──────── Text section ────────

Most of the THC and CBD You Consume is Going To Waste and Here’s Why


While the therapeutic benefits of cannabis products are well-known now, it is easy to gloss over their bioavailability.

The degree and rate at which a specific substance is absorbed into a person’s bloodstream, to make use of it where it is needed, is called bioavailability. Cannabis absorption can be affected by psychological processes and the method of consumption.  The lower quantity of the plant will be required to reap its benefits if the cannabis is more bioavailable.

The range of consumption methods of cannabis can partly be responsible for the surge in cannabis popularity. Cannabinoids such as CBD and THC are ingested in oil form which is used to make edibles. Since 60% of the human body is water, resistance in absorption is shown by CBD and THC oils.

Since oil and water are immiscible, the same is also true for cannabis oil and the human body, as it has to travel through an aqueous or watery cellular environment, as explained by a member of the Society of Cannabis Clinicians, and chief medical officer at Hello MD, Dr. Patricia Frye.

The difference in bioavailability in different cannabinoids

CBD and THC have been the focus of investigation compared to cannabinol or CBN. However, the dependence of bioavailability on methods of delivery has been shown by studies.

The penetration of CBD can be increased ten times compared to THC when applied as a topical ointment or transdermal patch. However, the bioavailability of THC is more than CBD, on oral administration or delivery via the lungs. Concentrations of THC in the bloodstream have been reported to be 30-50% higher than CBD, according to a clinical study, after oral delivery as a sublingual spray.

However, there is still a limitation of the bioavailability of THC after oral consumption, with an average of only 4-12%, and an average of 30% when smoked or vaped.

Cannabis consumption methods that can optimize bioavailability

Capsules, soft gels, tinctures, and edibles, although are the most common and convenient, cause limitation in bioavailability.

────────

| Your instructions |
According to the article on cannabis bioavailability, what is the average bioavailability of THC after oral consumption? Please answer in a few words. The lines below play no part in this.

──────── Available data ────────

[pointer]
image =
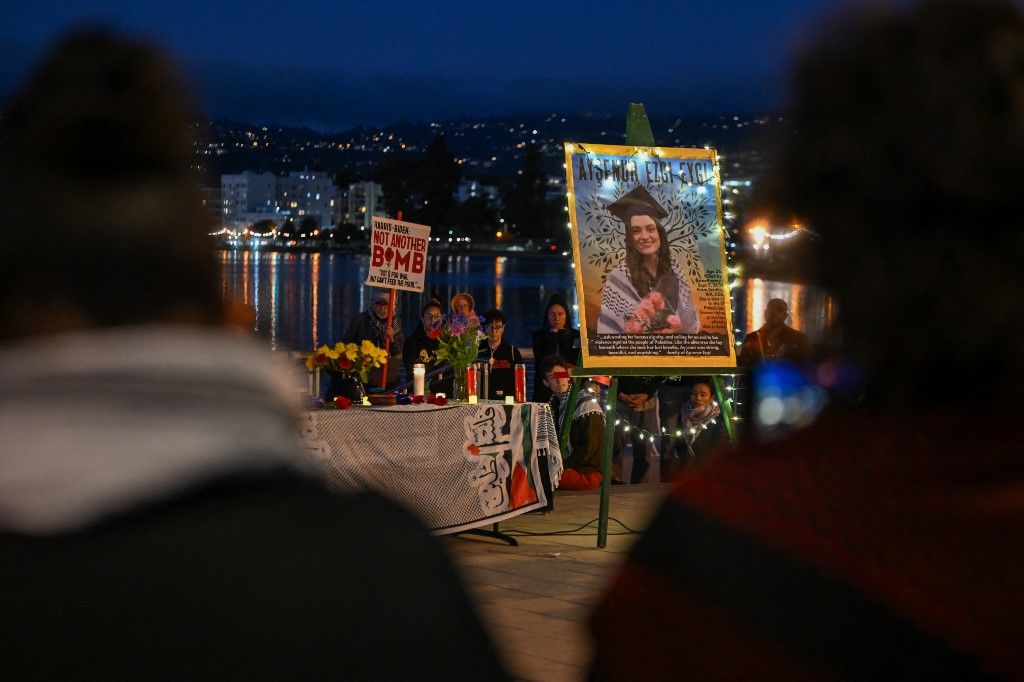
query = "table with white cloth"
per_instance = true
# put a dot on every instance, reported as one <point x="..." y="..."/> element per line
<point x="457" y="466"/>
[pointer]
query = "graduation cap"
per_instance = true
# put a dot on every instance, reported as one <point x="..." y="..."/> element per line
<point x="637" y="202"/>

────────

| Task answer |
Only 4-12% on average.